Copy every line of the listing below, reproducing each one character for character.

☆ ☆ ☆ ☆

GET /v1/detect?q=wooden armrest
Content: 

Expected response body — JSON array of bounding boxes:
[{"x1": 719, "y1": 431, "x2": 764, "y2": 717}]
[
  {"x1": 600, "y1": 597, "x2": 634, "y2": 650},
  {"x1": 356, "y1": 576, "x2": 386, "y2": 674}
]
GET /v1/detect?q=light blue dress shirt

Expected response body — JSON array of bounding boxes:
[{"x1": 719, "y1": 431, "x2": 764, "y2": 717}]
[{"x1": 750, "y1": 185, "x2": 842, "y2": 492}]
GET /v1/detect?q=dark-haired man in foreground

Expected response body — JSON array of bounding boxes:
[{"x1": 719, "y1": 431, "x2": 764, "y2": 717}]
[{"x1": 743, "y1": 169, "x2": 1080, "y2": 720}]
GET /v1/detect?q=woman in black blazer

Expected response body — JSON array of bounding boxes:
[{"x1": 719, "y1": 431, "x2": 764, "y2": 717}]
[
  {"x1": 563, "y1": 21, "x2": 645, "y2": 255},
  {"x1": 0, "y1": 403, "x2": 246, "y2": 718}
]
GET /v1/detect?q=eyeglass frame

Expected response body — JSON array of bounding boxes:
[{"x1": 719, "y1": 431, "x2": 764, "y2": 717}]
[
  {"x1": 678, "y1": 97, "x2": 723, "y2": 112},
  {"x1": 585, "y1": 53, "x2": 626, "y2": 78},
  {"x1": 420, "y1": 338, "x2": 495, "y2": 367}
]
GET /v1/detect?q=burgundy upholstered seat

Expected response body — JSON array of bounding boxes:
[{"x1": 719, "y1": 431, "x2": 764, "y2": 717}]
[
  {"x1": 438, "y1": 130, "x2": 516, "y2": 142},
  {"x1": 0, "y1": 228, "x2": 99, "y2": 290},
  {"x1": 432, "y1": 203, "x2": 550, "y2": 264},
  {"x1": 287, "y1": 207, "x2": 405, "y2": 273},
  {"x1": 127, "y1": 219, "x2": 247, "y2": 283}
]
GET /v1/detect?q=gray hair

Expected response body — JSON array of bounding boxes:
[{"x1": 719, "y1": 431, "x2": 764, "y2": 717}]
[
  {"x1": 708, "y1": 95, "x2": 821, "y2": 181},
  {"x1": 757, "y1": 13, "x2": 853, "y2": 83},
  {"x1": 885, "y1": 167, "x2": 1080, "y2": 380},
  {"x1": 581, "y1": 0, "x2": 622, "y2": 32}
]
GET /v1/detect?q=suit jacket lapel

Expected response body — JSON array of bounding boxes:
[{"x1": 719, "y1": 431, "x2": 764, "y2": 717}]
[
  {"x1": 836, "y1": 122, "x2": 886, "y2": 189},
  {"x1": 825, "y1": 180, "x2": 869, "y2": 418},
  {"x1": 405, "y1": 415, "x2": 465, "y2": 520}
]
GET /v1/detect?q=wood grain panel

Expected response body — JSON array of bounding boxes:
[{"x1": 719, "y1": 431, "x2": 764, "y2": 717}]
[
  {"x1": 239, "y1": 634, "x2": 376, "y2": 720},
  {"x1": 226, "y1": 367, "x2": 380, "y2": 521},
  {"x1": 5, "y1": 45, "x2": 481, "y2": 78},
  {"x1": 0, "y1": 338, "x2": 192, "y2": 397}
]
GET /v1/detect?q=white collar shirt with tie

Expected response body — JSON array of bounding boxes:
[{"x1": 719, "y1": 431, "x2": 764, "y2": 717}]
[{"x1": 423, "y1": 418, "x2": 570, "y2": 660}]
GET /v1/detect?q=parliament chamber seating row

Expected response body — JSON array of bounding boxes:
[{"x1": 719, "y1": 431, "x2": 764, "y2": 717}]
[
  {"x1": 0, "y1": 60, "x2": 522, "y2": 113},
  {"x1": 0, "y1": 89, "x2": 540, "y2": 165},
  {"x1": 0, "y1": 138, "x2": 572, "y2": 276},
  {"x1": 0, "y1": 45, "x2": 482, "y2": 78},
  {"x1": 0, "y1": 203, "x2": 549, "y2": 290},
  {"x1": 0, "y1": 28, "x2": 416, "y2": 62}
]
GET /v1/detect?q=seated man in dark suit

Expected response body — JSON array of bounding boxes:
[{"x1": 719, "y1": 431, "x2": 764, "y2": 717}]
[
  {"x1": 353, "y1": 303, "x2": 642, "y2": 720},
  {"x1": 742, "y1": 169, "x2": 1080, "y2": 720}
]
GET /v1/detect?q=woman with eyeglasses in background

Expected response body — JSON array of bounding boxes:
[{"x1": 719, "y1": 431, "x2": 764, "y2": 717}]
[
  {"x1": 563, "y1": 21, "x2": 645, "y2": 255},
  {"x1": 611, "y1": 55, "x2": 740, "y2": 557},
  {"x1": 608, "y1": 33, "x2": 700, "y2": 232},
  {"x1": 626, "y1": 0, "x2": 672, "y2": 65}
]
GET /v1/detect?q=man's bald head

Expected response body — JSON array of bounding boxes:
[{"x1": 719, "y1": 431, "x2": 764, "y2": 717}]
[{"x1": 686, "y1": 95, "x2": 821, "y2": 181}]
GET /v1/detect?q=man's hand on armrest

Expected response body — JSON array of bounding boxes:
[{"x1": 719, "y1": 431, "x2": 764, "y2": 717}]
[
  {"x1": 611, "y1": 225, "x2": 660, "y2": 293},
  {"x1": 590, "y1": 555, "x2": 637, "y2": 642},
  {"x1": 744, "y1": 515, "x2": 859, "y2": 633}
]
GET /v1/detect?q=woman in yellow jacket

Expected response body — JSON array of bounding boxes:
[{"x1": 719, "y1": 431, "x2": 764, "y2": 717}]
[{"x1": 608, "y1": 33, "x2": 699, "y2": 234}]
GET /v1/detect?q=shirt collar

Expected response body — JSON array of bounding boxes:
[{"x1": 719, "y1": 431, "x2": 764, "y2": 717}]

☆ ☆ ☆ ☆

Full response:
GET /v1/detect?q=wooden armrest
Content: 

Expected response body — JSON array of bounding boxes:
[{"x1": 719, "y1": 431, "x2": 764, "y2": 717}]
[
  {"x1": 600, "y1": 597, "x2": 634, "y2": 650},
  {"x1": 356, "y1": 576, "x2": 386, "y2": 674}
]
GET /v1/detect?q=light blue dress shirt

Expected response body — JSON array of bounding boxes:
[{"x1": 719, "y1": 431, "x2": 764, "y2": 717}]
[{"x1": 750, "y1": 185, "x2": 842, "y2": 492}]
GET /v1/detect?q=dark-haired man in foreground

Expected response body — JSON array of bounding boxes:
[{"x1": 719, "y1": 431, "x2": 764, "y2": 717}]
[{"x1": 743, "y1": 169, "x2": 1080, "y2": 720}]
GET /v1/detect?q=woman in black blazer

Expected response body — JSON array of bounding boxes:
[{"x1": 719, "y1": 431, "x2": 764, "y2": 717}]
[
  {"x1": 563, "y1": 21, "x2": 645, "y2": 255},
  {"x1": 0, "y1": 403, "x2": 246, "y2": 718}
]
GET /v1/detect?q=eyeglass frame

Expected response body — JSON array of bounding boxes:
[{"x1": 719, "y1": 431, "x2": 764, "y2": 717}]
[
  {"x1": 678, "y1": 97, "x2": 723, "y2": 112},
  {"x1": 585, "y1": 53, "x2": 626, "y2": 78},
  {"x1": 420, "y1": 338, "x2": 495, "y2": 367}
]
GET /v1/detect?q=burgundy upholstered seat

Expected response body — JSON array of bounding boxes:
[{"x1": 719, "y1": 431, "x2": 764, "y2": 717}]
[
  {"x1": 438, "y1": 130, "x2": 516, "y2": 142},
  {"x1": 0, "y1": 228, "x2": 99, "y2": 290},
  {"x1": 432, "y1": 203, "x2": 550, "y2": 264},
  {"x1": 287, "y1": 207, "x2": 405, "y2": 273},
  {"x1": 127, "y1": 219, "x2": 247, "y2": 283}
]
GET /v1/detect?q=gray hair

Expected response body — JSON array of bounding boxes:
[{"x1": 719, "y1": 431, "x2": 764, "y2": 717}]
[
  {"x1": 708, "y1": 95, "x2": 821, "y2": 181},
  {"x1": 757, "y1": 13, "x2": 853, "y2": 83},
  {"x1": 885, "y1": 167, "x2": 1080, "y2": 380},
  {"x1": 581, "y1": 0, "x2": 622, "y2": 32}
]
GET /v1/detect?q=suit jacket lapel

Expected response body — JSON array of bounding boxes:
[{"x1": 719, "y1": 431, "x2": 764, "y2": 717}]
[
  {"x1": 836, "y1": 122, "x2": 886, "y2": 189},
  {"x1": 825, "y1": 180, "x2": 869, "y2": 418},
  {"x1": 405, "y1": 415, "x2": 465, "y2": 520}
]
GET /v1/detect?q=wood grain panel

Expected response body — JSON array of bounding boxes:
[{"x1": 719, "y1": 431, "x2": 764, "y2": 717}]
[
  {"x1": 239, "y1": 634, "x2": 376, "y2": 720},
  {"x1": 226, "y1": 367, "x2": 380, "y2": 521},
  {"x1": 5, "y1": 45, "x2": 481, "y2": 78},
  {"x1": 0, "y1": 338, "x2": 192, "y2": 397}
]
GET /v1/detect?q=white collar shirt with tie

Expected response body — JSON array of bounding boxes:
[{"x1": 719, "y1": 431, "x2": 764, "y2": 717}]
[{"x1": 423, "y1": 418, "x2": 570, "y2": 660}]
GET /v1/detect?q=parliament chamber seating row

Expected response body — JSON array of bounding boxes:
[{"x1": 719, "y1": 431, "x2": 764, "y2": 717}]
[
  {"x1": 0, "y1": 60, "x2": 522, "y2": 113},
  {"x1": 0, "y1": 89, "x2": 540, "y2": 165},
  {"x1": 0, "y1": 138, "x2": 572, "y2": 276},
  {"x1": 0, "y1": 45, "x2": 482, "y2": 78},
  {"x1": 0, "y1": 203, "x2": 549, "y2": 290},
  {"x1": 0, "y1": 28, "x2": 416, "y2": 62}
]
GET /v1/detect?q=seated man in dark suit

Expected response body — JSON array of bounding boxes:
[{"x1": 719, "y1": 431, "x2": 764, "y2": 717}]
[
  {"x1": 353, "y1": 303, "x2": 642, "y2": 720},
  {"x1": 742, "y1": 169, "x2": 1080, "y2": 720}
]
GET /v1/detect?q=woman with eyeglasses in background

Expected response body — JSON array of bounding boxes:
[{"x1": 719, "y1": 431, "x2": 764, "y2": 717}]
[
  {"x1": 563, "y1": 21, "x2": 645, "y2": 255},
  {"x1": 611, "y1": 55, "x2": 740, "y2": 557},
  {"x1": 608, "y1": 33, "x2": 700, "y2": 232},
  {"x1": 626, "y1": 0, "x2": 672, "y2": 65}
]
GET /v1/detect?q=man's bald head

Expected response body — JSON array of bounding boxes:
[{"x1": 719, "y1": 431, "x2": 764, "y2": 717}]
[{"x1": 686, "y1": 95, "x2": 821, "y2": 181}]
GET /v1/detect?q=man's hand on armrest

Expected response body — JSON array of bounding boxes:
[{"x1": 719, "y1": 431, "x2": 764, "y2": 717}]
[
  {"x1": 611, "y1": 225, "x2": 660, "y2": 293},
  {"x1": 590, "y1": 555, "x2": 637, "y2": 642},
  {"x1": 744, "y1": 515, "x2": 859, "y2": 633}
]
GET /v1/detect?q=woman in yellow jacket

Expected response body — JSON array of bounding boxes:
[{"x1": 719, "y1": 431, "x2": 764, "y2": 717}]
[{"x1": 608, "y1": 33, "x2": 699, "y2": 234}]
GET /v1/detect?q=shirt collar

Expected response body — JSON array of bounding boxes:
[{"x1": 719, "y1": 431, "x2": 764, "y2": 717}]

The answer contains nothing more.